--- Start ---
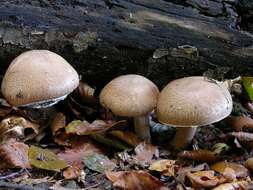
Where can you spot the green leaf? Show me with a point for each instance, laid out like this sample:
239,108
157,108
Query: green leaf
45,159
98,162
247,83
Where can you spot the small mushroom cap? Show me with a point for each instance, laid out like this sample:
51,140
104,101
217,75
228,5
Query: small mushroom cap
38,76
193,101
129,95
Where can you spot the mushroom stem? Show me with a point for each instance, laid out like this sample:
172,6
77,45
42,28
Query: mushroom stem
142,127
183,137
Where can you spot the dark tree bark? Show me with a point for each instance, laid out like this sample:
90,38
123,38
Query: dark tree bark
162,40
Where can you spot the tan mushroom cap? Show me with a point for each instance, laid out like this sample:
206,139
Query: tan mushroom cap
37,76
193,101
129,95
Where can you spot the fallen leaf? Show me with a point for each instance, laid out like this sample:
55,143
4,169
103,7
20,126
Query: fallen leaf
14,154
182,172
135,180
98,162
205,179
58,123
126,136
249,163
199,155
78,127
145,152
109,141
18,127
243,137
237,185
45,159
223,167
220,148
247,84
5,109
166,167
238,123
72,172
73,156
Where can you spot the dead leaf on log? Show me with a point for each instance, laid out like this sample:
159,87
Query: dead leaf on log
237,185
205,179
145,153
78,127
230,169
199,155
18,127
238,123
58,123
98,162
166,167
135,180
126,136
14,154
45,159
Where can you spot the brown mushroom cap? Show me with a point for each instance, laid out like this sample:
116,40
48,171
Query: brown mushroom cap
193,101
129,95
37,76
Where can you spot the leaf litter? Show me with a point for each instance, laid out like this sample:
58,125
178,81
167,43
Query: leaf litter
98,150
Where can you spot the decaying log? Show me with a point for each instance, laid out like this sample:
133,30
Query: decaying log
162,40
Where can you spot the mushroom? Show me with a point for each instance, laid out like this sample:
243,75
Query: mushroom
37,79
190,102
131,96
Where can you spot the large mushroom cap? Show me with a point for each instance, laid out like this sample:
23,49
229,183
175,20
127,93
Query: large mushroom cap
129,95
193,101
38,76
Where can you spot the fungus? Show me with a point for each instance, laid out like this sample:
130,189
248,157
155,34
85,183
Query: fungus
190,102
37,79
131,96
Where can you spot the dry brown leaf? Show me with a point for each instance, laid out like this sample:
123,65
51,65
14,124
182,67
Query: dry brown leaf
72,172
126,136
145,152
238,123
228,169
249,163
135,180
166,167
18,127
182,172
205,179
237,185
14,154
97,126
58,123
199,155
76,153
243,137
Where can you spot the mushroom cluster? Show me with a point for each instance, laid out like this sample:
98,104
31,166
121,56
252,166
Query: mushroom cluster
38,78
131,96
190,102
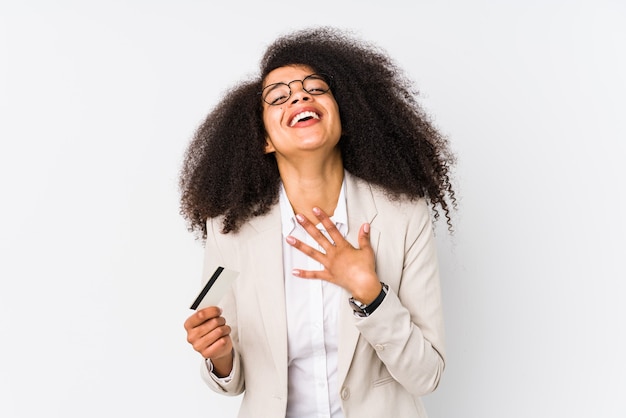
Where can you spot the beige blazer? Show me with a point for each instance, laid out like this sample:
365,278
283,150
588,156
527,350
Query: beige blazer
386,361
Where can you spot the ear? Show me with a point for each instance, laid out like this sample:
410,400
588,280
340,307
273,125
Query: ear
269,147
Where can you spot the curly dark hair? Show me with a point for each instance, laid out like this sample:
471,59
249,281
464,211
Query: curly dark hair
387,139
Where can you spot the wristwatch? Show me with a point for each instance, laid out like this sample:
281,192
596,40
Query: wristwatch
362,310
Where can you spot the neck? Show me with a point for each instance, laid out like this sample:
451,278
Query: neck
311,185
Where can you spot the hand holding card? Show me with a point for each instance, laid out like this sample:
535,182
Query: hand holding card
214,290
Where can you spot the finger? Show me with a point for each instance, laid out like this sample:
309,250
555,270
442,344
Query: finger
364,236
201,316
329,225
201,331
315,233
312,274
215,344
305,249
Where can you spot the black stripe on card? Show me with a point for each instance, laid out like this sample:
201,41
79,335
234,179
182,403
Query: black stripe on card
207,287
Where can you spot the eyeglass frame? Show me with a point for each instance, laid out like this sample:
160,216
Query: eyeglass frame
325,77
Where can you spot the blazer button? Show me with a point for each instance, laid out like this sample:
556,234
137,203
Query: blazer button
345,393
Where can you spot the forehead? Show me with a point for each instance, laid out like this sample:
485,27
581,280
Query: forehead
287,74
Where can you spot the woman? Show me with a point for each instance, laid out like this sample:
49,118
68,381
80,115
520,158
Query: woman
315,182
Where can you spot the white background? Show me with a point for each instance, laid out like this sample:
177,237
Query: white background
98,101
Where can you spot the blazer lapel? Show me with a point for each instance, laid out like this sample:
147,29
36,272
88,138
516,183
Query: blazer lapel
361,209
264,255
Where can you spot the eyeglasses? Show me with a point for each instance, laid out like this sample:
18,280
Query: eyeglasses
278,93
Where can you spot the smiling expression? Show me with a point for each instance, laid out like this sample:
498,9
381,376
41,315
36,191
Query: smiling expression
305,122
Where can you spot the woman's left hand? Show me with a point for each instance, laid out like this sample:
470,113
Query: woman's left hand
352,268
--- End ---
Required task: Copy all of the data above line for line without changing anything, but leave the pictures out.

Solved problem:
Where can you spot the green leaf? Show me with a point for each instance, laid out like this sample:
239,108
157,108
Query: green leaf
45,159
98,162
247,83
Where can you spot the small mushroom cap? Show me with a point for each instance, laid out like this sample:
51,140
104,101
217,75
228,5
Query: small mushroom cap
38,76
193,101
129,95
Where can you spot the mushroom stem? Show me with a point for each instance, laid out like this sample:
172,6
77,45
42,28
Query: mushroom stem
142,127
183,137
Where can you spot the dark tree bark? Show me with a point for each instance, laid out like this sample:
90,38
123,38
Query: dark tree bark
162,40
Where can you spot the tan mushroom cap? Show me with a point for each instance, laid out like this sample:
206,139
Query: tan mushroom cap
37,76
193,101
129,95
Where can you spot the fallen leaf? Show me with a point for each instance, laid out like this sample:
55,143
4,169
103,7
20,126
Query: fallen leaf
14,154
182,172
135,180
98,162
205,179
58,123
126,136
249,163
199,155
78,127
145,152
109,141
18,127
243,137
237,185
45,159
223,167
220,148
247,84
5,109
166,167
238,123
72,172
73,156
Where can you spot the dead leaf on log? Show me with a point for each instance, laid out like this sample:
159,87
Query: dead leaf on log
237,185
205,179
145,153
78,127
230,169
199,155
18,127
238,123
58,123
98,162
166,167
135,180
126,136
14,154
45,159
Where can you spot the brown mushroom cap? Show me with a point for each instance, laid out like this sample:
116,40
48,171
Query: brown mushroom cap
193,101
129,95
37,76
Where can you spot the leaf litter? Show me with a point for each instance, laid out like this sample:
58,125
178,81
167,43
Query: leaf litter
98,150
Where can you spot the decaying log? Show me with a point for each instance, laid out like this sample:
133,30
Query: decaying log
162,40
Where can you spot the mushroom? Show me with a point for each instance, laid out like this sample:
243,75
Query: mushroom
37,79
190,102
131,96
Where can you spot the large mushroom cap? Show me with a point for each instance, laid out like this sample:
23,49
229,183
175,20
127,93
Query: large mushroom cap
129,95
193,101
38,76
Where can you spot the fungus? Show me with a point for each instance, laid out like this sample:
130,189
248,157
155,34
85,183
Query: fungus
190,102
37,79
131,96
Where can you spot the dry brown leaf? Show me with a point for each instance, laid out like this sample:
123,65
51,65
14,124
182,67
Query: dry brown leaf
72,172
126,136
145,152
238,123
228,169
249,163
135,180
166,167
18,127
182,172
205,179
237,185
14,154
97,126
58,123
199,155
76,153
243,137
Where can you spot the mushroom cluster? Show me with a point for each instance, laid out like this sample:
98,104
31,166
121,56
252,166
Query: mushroom cluster
38,78
131,96
190,102
Where can you spot the beige blazer? Show me with a point for each instance, laid out like this sample:
365,278
283,150
588,156
527,350
Query: beige blazer
386,361
Where can you spot the ear? Show me with a point for each instance, laid out like this sample:
410,400
588,280
340,307
273,125
Query: ear
269,147
Where can you spot the curly dark hair? Show me with a point for each instance, laid out like this sample:
471,59
249,281
464,211
Query: curly dark hair
387,139
Where can you spot the wristwatch? Show me with a point for each instance, laid out like this sample:
281,192
596,40
Query: wristwatch
362,310
Where can you spot the neck? Show me with a point for each instance, laid out like this sample:
451,278
Query: neck
311,185
Where can you spot the hand holding card? Show me with a point for each instance, laid out like this sample:
535,182
Query: hand holding card
214,290
Where can you spot the finger? Show me with a point for each instance, laid out like this sample:
309,250
555,270
442,344
Query: finger
364,236
201,316
329,225
201,331
315,233
312,274
215,344
305,249
Where can you spot the black stripe on card? Show me with a point for each instance, laid out like this sample:
201,41
79,335
234,179
182,403
Query: black stripe on card
207,287
Where can you spot the eyeglass frame? Show me with a point for each instance, laid out like this sample:
160,216
Query: eyeglass frame
325,77
Where can you spot the blazer button? Show me with a point for each instance, laid out like this sample:
556,234
137,203
Query: blazer button
345,393
Where can you spot the forehead? Show me with a point for each instance, laid out like this sample:
485,27
581,280
Query: forehead
287,74
Where can you spot the woman? Show me with a point for each instance, laid out like this sample:
49,118
68,381
80,115
520,158
Query: woman
315,182
Where can you spot the white background? Show me with a point for each instance, laid out like this sample:
177,237
Query: white background
98,101
Where can you spot the blazer lapel? Show me with a point for each instance, laid out like this sample:
147,29
36,272
88,138
516,183
Query: blazer lapel
361,209
264,255
Where can you spot the eyeglasses? Show me with a point for each instance, laid out like this sample:
18,280
Query: eyeglasses
278,93
Where can you spot the smiling expression? Show me with a point for each instance, laid out like this sample:
498,9
381,376
41,315
36,191
Query: smiling expression
305,122
Where can you spot the woman's left hand? Show me with a point for each instance, laid out like this sample:
470,113
Query: woman's left hand
352,268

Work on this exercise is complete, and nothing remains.